[Document segment]
↓↓↓

The feature Panasonic's patent claims is image stability and keeping the discharge Probability and discharge delays in line with the panel's original design specifications. This is something no other pdp can do.

Now it's true that in the first half of 2009 the voltage increased too rapidly, which caused black level decreased. However, this has been fixed on all 2009 production after April 2009 and for the current 2010 line.

So today's Panasonic pdps still enjoy the feature of keeping the discharge Probability and discharge delays in line with the panel's original design specifications, with significantly less reduction of black level and over a much slower time frame. So much so that it would take several years of normal use to have a small change that would still keep the black level better than the next best panel.

To back-up my professional opinion here's a quote from David Katzmaier of CNET Editors' note, October 7, 2010: After about 1,500 hours the black-level performance of our TC-P50VT25 review sample has worsened, but not enough to affect our overall performance score. According to Panasonic it should not increase much further. Based on the strength of its performance against the competition, we have awarded the Panasonic TC-PVT25 series our Editors' Choice among plasma TVs for 2010.

-Robert
It's not fare for me to say that the increase in MLL was labeled a feature by Panasonic?

Quote:
Panasonic Viera plasma HDTVs deliver exceptional picture performance throughout the lifetime of these products. Various elements and material characteristics of all electronic displays change with use over time. In order to achieve the optimal picture performance throughout the life of the set, Panasonic Viera plasma HDTVs incorporate an automatic control which adjusts an internal driving voltage at predetermined intervals of operational hours.

As a result of this automatic voltage adjustment, background brightness will increase from its initial value. After several years of typical use, the internal material characteristics will stabilize and no additional automatic voltage adjustments are required. The Black Level at this stabilized point will yield excellent picture performance.

↑↑↑

[Tasks]
1. Translate this sentence from the plasma black-level post into Spanish: "After several years of typical use, the internal material characteristics will stabilize and no additional automatic voltage adjustments are required."
2. Print the stretch of the plasma black-level post from "Now it's true" through "next best panel.", word for word.
The lines that come next were drawn from a separate source.

[Supplied information]
↓↓↓

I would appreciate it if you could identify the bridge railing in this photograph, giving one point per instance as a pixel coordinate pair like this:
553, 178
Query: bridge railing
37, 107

↑↑↑

[Set of answers]
1. Después de varios años de uso típico, las características internas de los materiales se estabilizarán y no se requerirá ningún ajuste automático de voltaje adicional.

2.
Now it's true that in the first half of 2009 the voltage increased too rapidly, which caused black level decreased. However, this has been fixed on all 2009 production after April 2009 and for the current 2010 line.

So today's Panasonic pdps still enjoy the feature of keeping the discharge Probability and discharge delays in line with the panel's original design specifications, with significantly less reduction of black level and over a much slower time frame. So much so that it would take several years of normal use to have a small change that would still keep the black level better than the next best panel.